#### Data provided ####
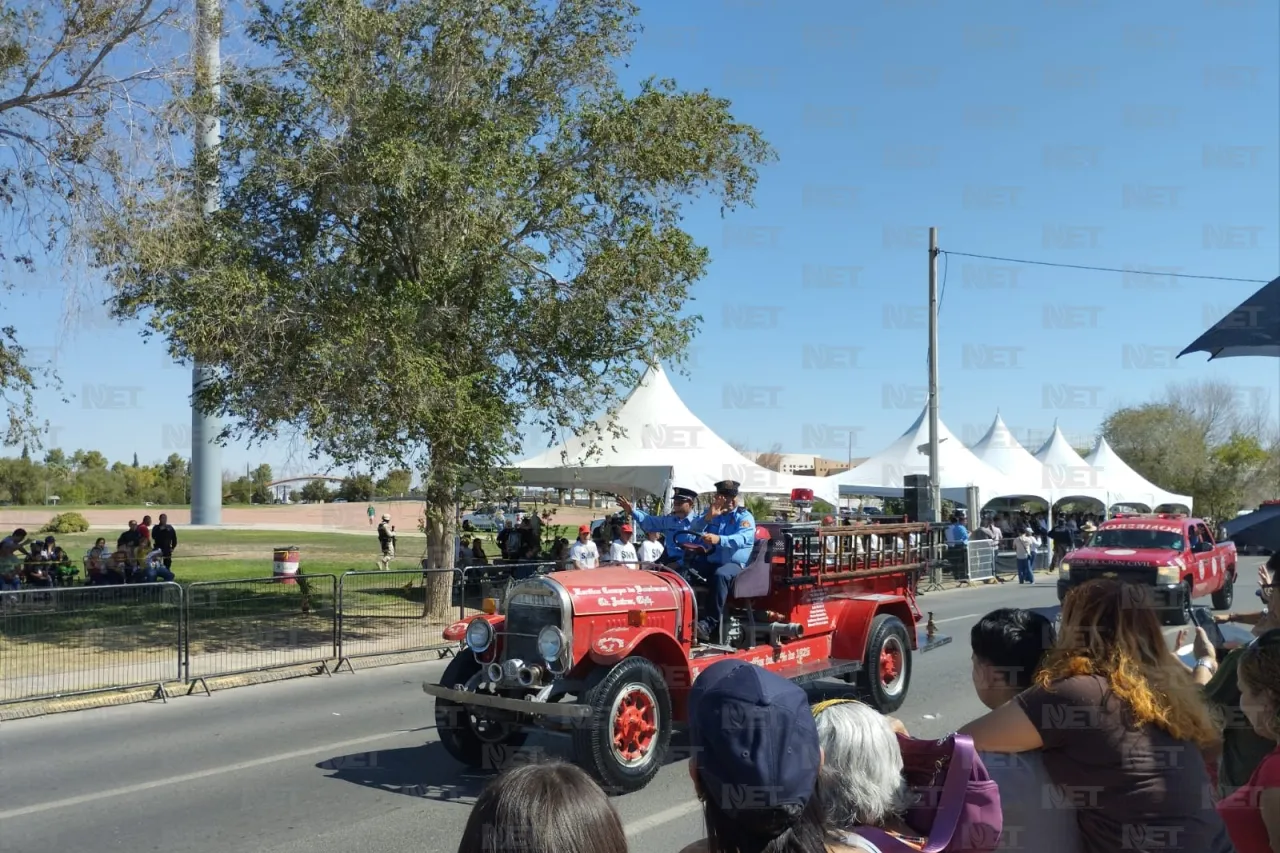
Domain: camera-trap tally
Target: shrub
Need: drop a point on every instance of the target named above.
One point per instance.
(67, 523)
####
> Written exercise
Revise the lines above so that each "instance" becomes "occurrence", with everything else kept as it is, and leave the pictures out of your answer.

> The response
Domain: camera-trap tally
Target: shrub
Need: drop a point on every occurrence of the target named above.
One point per occurrence.
(67, 523)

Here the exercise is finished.